→ **Selection**:
::::

[Go-essp-tech] Reasoning for the use of symbolic links in drslib

Fri Sep 23 11:11:55 MDT 2011

Hi Balaji,

I think it would be more difficult for some users to do what they want 
if only the files were listed that should *not* be downloaded, but I'll 
think more about this.

Karl

On 9/23/11 8:00 AM, V. Balaji wrote:
> I'd like to assume, optimistically, that the number of files that have
> non-latest status (i.e been superseded or retracted) is going to be very
> small compared to the total number of files on the system.
>
> In that case, perhaps it would be more efficient for the additional text
> file proposed by Karl to list only those files that have been superseded
> and should _not_ be downloaded, thus only the non-latest rather than the
> latest.
>
> Additionally it should be possible to set a flag in THREDDS that marks
> those files as non-latest, and then have some behaviour from the UI,
> like a warning popup, signalling that an alternate file is to be
> downloaded instead.
>
> Even more basic, we can return to the filesystem directory (which is
> the *original* data catalog, using a software artifact developed in
> 1969 or so... we should all be so lucky as to create a data structure
> that's used 40 years from now...) and signal a file as non-latest by
> simply flipping its read bit (chmod a-r).
>
> PS. I am glad we have consensus on checksums, but I'd like to hear
> comments on Karl's proposal on how to enforce this requirement on
> already catalogued files, pulled out and re-quoted here
>
>>        P.S. to weigh in on another issue, I think it *will* be
>> essential to require, as part of ESG publication that the check-sum be
>> recorded (in the THREDDS catalog, if I'm not mistaken).  We haven't
>> asked groups to republish data conforming to this new requirement
>> because I want to make sure that any other required alterations in the
>> configuration of the publisher are also communicated, so we only have to
>> ask groups to republish once.  Note also that if my "alternative"
>> approach outlined above is adopted, the checksums could either be gotten
>> from the catalog (if they were computed and stored there) or be
>> calculated by drslib itself; there would be no need to republish data to
>> ESG
> Is Karl's proposed design ok? Look for it in THREDDS, if not found,
> have drslib or something add it in.
>
> Thanks,
>
> Kettleborough, Jamie writes:
>
>> Hello Karl,
>>
>> thanks for responding on this and making the user view much more
>> explicit.  And thanks for the note on the checksum - its good to know
>> this is close to being 'required'.

::::

→ **Dataset extract**:
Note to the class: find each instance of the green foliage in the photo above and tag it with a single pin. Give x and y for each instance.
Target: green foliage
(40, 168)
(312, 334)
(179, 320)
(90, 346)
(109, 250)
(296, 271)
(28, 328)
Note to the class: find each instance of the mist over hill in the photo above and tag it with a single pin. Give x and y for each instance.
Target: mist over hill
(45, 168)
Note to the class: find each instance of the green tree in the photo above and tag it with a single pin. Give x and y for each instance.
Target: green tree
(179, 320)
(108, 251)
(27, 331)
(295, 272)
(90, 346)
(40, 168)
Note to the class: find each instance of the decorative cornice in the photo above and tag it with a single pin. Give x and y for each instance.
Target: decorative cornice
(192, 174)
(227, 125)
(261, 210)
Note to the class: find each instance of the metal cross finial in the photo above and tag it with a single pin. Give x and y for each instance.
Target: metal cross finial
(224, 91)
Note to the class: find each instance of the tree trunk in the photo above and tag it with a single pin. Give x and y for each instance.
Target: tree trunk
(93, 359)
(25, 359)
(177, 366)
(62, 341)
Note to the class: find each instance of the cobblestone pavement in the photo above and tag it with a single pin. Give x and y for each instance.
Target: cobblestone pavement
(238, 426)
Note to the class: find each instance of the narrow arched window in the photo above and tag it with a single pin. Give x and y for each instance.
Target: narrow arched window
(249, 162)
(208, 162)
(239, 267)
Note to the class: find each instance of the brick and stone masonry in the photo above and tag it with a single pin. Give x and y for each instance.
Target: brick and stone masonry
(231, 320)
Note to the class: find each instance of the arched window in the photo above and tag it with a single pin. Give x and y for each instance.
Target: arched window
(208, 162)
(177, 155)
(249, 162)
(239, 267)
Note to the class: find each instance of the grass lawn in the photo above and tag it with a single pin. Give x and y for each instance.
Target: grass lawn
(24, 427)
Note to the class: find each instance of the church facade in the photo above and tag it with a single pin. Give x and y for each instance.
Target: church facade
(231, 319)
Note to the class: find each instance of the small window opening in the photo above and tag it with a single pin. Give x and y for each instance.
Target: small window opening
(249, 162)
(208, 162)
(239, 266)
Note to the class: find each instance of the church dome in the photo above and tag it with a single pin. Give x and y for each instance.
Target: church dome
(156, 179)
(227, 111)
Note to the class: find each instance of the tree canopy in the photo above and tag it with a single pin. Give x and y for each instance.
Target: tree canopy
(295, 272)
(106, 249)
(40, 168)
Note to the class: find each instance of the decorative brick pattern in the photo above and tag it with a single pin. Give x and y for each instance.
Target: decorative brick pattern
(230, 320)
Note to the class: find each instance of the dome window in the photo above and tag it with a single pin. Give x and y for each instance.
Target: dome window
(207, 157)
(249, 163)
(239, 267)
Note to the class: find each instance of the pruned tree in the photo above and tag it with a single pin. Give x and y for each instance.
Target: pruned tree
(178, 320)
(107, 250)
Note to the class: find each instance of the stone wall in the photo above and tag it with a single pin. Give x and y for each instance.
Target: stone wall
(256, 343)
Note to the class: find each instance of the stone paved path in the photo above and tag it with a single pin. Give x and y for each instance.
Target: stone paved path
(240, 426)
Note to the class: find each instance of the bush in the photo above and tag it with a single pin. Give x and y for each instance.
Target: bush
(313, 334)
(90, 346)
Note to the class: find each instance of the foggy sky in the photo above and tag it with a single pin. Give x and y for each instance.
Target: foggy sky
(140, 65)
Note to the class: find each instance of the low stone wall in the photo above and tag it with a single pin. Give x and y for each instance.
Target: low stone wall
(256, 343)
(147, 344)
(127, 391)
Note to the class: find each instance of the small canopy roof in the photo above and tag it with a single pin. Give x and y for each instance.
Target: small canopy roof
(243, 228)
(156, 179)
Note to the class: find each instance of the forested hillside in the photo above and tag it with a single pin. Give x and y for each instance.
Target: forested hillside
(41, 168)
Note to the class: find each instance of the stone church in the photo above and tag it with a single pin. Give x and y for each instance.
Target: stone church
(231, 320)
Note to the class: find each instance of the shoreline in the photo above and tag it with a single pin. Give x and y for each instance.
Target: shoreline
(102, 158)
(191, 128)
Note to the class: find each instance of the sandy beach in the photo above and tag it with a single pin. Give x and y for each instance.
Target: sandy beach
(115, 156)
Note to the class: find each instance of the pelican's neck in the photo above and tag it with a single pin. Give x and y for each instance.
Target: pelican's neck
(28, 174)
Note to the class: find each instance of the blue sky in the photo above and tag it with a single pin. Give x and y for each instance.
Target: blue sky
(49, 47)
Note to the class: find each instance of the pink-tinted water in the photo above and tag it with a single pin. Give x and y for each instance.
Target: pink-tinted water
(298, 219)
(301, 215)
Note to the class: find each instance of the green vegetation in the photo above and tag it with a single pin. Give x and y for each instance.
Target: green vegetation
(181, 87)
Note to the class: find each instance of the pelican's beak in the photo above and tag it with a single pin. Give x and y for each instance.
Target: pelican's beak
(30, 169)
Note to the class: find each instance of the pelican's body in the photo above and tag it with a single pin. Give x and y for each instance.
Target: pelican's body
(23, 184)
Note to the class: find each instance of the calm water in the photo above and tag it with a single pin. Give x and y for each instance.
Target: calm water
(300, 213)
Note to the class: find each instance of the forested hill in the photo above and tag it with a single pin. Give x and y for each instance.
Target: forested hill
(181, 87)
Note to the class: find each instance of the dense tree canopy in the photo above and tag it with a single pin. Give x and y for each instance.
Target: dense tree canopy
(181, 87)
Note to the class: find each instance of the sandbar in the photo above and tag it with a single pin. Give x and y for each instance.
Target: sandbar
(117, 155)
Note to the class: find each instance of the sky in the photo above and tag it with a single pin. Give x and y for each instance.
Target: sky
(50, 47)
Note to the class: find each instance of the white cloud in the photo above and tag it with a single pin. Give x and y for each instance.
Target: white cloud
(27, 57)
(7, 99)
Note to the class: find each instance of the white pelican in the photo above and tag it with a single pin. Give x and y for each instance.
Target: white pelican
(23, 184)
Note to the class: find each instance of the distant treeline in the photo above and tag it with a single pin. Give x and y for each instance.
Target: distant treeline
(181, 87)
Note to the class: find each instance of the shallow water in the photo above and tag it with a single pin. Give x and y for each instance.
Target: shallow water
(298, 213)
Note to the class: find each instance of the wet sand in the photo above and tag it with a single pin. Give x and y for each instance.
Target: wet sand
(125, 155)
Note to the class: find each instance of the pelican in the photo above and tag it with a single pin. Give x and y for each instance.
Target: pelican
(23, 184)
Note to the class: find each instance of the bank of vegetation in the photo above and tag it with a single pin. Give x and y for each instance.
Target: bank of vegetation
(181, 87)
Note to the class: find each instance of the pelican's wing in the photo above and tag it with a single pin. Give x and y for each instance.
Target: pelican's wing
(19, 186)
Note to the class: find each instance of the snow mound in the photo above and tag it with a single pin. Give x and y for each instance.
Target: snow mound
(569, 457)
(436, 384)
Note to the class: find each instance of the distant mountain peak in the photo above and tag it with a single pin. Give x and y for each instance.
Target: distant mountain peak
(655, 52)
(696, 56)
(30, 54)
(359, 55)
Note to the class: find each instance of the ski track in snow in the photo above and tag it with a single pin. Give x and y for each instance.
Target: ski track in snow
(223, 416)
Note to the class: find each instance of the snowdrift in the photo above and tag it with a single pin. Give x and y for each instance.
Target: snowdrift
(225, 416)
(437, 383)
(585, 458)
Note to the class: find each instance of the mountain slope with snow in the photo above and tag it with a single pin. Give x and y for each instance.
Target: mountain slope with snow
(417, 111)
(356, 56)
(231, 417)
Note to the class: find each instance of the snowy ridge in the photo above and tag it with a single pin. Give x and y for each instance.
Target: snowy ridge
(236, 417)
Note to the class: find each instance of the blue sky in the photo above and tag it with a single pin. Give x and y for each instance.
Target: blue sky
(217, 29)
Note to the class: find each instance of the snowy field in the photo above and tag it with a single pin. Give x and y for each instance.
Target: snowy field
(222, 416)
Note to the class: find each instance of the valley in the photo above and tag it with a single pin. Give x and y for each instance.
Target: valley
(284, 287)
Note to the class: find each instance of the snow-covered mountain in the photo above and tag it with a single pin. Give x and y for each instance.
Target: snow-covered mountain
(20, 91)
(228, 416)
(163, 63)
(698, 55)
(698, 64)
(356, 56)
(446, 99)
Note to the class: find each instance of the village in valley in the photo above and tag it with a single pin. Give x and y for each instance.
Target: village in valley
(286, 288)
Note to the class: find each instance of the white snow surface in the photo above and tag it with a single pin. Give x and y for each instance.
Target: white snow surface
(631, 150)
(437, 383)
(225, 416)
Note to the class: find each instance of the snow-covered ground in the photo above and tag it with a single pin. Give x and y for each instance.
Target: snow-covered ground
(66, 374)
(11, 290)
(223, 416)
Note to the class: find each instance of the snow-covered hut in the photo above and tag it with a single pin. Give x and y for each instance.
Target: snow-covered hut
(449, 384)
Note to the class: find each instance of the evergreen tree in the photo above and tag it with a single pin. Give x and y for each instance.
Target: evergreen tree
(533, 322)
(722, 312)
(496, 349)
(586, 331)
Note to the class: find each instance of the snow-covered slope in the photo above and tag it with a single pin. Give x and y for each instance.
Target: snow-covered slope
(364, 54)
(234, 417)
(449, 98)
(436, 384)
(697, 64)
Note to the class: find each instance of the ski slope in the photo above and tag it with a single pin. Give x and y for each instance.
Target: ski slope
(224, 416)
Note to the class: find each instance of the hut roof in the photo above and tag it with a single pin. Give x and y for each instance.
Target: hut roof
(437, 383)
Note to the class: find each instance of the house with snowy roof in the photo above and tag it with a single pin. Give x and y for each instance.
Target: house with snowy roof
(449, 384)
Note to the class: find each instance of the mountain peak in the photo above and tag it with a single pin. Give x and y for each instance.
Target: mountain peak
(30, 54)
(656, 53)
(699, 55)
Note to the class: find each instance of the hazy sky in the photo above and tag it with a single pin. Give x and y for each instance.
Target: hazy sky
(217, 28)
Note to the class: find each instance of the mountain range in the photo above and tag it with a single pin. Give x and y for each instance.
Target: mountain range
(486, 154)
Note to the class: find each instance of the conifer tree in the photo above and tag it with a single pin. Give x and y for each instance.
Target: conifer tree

::::

→ **Exercises**:
1. In the drslib thread, what command does Balaji give for marking a file as non-latest in the filesystem directory?
2. According to the drslib thread, why has Karl not yet asked groups to republish their data to meet the new checksum requirement?
3. Continue Jamie Kettleborough's message in the drslib thread from the point where it stops.

→ **Results for each task**:
1. He suggests flipping the file's read bit with chmod a-r.

2. Karl wants to be sure that any other required changes to the publisher's configuration are communicated at the same time. That way, groups will only have to republish once.

3.
>>
>> I also agree that the risk to CMIP5 (and the model contribution to IPCC
>> AR5) due to data access problems is sufficiently high that simple
>> (non-general) solutions that can be delivered quickly are needed.  I
>> think that many of the early CMIP5/working group 1 users are happy to
>> take some of the responsibility for filtering which data they need,
>> q.c., etc on themselves.  So this user base can toleterate simpler
>> solutions.  This may not apply to working groups 2, 3... I don't know.
>> Later studies of working group 1 may need richer model meta-data.
>>
>> Some questions /comments on your proposal:
>>
>> 1. I think the list files are derivable from the thredds catalogue
>> entries for the publication version dataset (if they all contained  the
>> checksums) - I think you suspect this.  In a sense (I think) they are a
>> reformatting of the thredds catalogues into a form more parsable by
>> users. If it can be achieved in time then I think its safer to get the
>> checksums in the thredds cataloges and derive any other format from
>> there.
>> 2. do you think you would expose these list files through http?  You
>> mention gridFTP but how soon do you think gridFTP will be available for
>> the users that need it...
>>    a. I'm not sure how many have data available through gridFTP
>> (http://esgf.org/wiki/Cmip5Status/ArchiveView suggest not many?)
>>    b. I'm not sure how many users will have gridFTP clients (or maybe
>> you can use a standard ftp client?)
>> 3. Do you need to capture this idea of 'latest' in the user view, or can
>> the user work this out based on the version number?
>>    a. including 'latest' makes is easier for users as it takes one bit
>> of responsibility away from them
>>    b. but you may be introducing an inconsistency between the thredds
>> interface (which doesn't really expose this idea of latest), and the
>> more file based interface).
>>    c. this exposure of 'latest' may be a minor point, (but its ringing
>> alarm bells with me).
>> 4. I don't think you need time sample do you - isn't that in the file
>> name?
>> 5. what is the full path to the file - the one visible through gridFTP,
>> or through the thredds file server or what?
>> 6. an addition - but in the same vain of simplicity, can we have an easy
>> to parse list of servers that hold CMIP5 data available via http.  In
>> the first instance this could be populated by hand.  It could be as
>> simple as a csv file - server,pki_status.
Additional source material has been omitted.